— START Exercise materials —
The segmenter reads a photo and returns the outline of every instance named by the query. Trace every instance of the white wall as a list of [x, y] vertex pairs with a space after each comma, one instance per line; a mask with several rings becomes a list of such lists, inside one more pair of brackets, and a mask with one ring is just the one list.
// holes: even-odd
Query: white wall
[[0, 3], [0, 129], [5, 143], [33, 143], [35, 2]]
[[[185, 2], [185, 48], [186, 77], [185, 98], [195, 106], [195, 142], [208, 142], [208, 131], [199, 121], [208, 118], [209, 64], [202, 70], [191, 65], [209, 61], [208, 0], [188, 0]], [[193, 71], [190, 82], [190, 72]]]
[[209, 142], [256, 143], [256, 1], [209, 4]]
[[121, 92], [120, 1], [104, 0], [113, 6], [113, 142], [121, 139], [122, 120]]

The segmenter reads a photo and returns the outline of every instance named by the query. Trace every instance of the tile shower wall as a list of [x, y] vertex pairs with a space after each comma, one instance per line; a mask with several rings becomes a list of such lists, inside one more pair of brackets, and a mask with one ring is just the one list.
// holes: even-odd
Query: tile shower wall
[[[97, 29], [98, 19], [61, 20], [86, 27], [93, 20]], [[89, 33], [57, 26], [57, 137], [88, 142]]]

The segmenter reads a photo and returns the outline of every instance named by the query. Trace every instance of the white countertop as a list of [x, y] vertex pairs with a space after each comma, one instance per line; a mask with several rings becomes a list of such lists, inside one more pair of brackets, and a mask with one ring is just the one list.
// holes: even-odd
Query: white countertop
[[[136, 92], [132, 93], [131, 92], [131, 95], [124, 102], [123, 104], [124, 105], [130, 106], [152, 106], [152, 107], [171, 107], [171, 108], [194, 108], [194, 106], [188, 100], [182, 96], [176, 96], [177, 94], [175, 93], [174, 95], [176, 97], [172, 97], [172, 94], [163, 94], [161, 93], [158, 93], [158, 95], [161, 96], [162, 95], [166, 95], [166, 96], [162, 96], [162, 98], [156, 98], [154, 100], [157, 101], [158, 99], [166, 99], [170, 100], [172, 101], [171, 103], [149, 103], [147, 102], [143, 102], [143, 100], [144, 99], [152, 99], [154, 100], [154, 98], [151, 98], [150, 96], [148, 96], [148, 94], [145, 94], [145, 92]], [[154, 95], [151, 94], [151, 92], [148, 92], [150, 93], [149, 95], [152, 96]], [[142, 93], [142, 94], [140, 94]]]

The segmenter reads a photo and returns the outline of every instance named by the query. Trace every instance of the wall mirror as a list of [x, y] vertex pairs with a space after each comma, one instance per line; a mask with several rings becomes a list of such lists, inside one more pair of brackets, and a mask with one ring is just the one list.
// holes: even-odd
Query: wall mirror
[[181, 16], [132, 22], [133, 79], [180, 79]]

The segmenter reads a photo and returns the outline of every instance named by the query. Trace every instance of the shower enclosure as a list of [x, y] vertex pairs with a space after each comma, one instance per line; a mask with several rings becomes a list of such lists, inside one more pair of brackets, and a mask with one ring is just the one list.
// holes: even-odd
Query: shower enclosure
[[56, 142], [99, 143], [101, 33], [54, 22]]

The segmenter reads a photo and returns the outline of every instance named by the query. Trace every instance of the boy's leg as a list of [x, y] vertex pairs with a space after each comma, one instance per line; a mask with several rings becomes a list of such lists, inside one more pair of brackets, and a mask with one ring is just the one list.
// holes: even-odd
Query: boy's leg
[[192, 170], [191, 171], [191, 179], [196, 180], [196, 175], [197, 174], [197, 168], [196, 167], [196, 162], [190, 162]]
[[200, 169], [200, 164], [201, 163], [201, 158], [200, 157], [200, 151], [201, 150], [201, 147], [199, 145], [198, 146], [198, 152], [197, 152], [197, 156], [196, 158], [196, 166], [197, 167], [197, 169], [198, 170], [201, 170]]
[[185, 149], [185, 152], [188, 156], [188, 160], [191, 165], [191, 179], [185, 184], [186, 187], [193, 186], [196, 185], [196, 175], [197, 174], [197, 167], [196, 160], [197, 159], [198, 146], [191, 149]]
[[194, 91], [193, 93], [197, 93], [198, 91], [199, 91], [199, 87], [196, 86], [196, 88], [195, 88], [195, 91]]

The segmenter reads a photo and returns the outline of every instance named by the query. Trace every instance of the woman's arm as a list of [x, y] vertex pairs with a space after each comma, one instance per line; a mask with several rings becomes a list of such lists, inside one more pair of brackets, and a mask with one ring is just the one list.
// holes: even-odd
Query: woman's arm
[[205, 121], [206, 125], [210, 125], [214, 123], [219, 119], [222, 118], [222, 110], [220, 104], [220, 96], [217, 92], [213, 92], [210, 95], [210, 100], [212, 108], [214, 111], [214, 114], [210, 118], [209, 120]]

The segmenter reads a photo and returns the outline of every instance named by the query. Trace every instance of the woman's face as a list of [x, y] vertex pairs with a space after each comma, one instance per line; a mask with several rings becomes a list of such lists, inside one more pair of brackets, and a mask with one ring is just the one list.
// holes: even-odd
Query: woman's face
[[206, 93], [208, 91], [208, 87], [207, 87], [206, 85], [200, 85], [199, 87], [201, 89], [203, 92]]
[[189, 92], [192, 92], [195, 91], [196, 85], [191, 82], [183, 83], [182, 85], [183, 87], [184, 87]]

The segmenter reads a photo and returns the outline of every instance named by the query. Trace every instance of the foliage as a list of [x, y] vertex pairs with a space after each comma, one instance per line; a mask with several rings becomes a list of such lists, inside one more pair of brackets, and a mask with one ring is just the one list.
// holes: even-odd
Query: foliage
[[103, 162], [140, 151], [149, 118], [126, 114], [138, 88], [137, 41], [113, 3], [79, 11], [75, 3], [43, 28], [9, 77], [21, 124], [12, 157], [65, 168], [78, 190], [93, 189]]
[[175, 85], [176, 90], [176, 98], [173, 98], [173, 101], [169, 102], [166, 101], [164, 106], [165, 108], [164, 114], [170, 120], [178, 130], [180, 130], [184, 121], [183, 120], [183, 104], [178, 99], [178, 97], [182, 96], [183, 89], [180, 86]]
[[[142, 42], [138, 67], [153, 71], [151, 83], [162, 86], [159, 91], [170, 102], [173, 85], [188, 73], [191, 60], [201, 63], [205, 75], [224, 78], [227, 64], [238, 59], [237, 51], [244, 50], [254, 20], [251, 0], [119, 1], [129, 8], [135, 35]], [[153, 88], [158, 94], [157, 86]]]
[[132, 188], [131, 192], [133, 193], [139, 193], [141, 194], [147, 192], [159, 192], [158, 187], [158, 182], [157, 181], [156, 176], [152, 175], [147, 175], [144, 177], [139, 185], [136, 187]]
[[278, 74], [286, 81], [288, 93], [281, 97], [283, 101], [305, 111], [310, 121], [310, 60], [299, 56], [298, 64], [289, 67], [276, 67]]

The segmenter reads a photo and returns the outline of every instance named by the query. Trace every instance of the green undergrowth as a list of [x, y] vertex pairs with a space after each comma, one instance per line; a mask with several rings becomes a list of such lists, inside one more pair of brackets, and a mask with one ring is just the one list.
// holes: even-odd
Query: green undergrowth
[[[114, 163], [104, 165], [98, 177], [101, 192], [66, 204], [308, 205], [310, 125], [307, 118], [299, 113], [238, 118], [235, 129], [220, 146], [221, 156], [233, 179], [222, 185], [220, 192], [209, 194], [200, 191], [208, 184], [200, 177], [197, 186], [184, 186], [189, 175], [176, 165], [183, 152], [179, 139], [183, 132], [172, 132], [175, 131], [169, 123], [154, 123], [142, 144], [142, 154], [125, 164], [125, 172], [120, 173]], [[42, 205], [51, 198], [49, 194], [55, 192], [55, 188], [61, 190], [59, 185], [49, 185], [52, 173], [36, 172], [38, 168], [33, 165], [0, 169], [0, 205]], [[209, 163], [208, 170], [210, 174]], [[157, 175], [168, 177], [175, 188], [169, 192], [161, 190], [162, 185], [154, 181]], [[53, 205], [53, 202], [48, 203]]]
— END Exercise materials —
Write out the material again, starting with its first line and going on through the line containing "137], [88, 142]]]", both included, and copy the requests unchanged. In the answers, multiply every vertex coordinate by 1.5 and round each result to a whole number, with halves rounded up.

## Output below
The segmenter reads a photo and returns the outline of every instance named by the query. Trace every instance of the white wall as a list of [x, y] vertex pairs with a space after each comma, one instance per line; a mask with several rings becomes a list of such lists, inside one more pair of brackets, and a mask with one ring is just the one list.
// holes: even-odd
Query: white wall
[[0, 5], [0, 194], [8, 215], [50, 215], [53, 3]]
[[[278, 3], [278, 72], [279, 116], [278, 147], [293, 159], [293, 213], [312, 213], [312, 197], [299, 182], [312, 177], [314, 96], [303, 105], [287, 98], [314, 92], [312, 0], [282, 0]], [[290, 107], [285, 123], [285, 108]]]
[[314, 213], [384, 215], [384, 2], [314, 6]]
[[182, 138], [180, 2], [156, 0], [170, 9], [170, 213], [182, 209], [183, 180]]

The segmenter reads a photo and returns the outline of every instance named by the query. Trace every instance of the tile shower wall as a list of [x, y] vertex pairs with a space after each comma, one instance per line; a mask with several rings becomes a list of such lists, inside one more pair of brackets, and a mask with one ring is just the one list.
// holes: even-odd
Query: tile shower wall
[[[146, 44], [147, 29], [92, 30], [129, 41], [140, 30]], [[134, 50], [86, 39], [86, 206], [132, 213]]]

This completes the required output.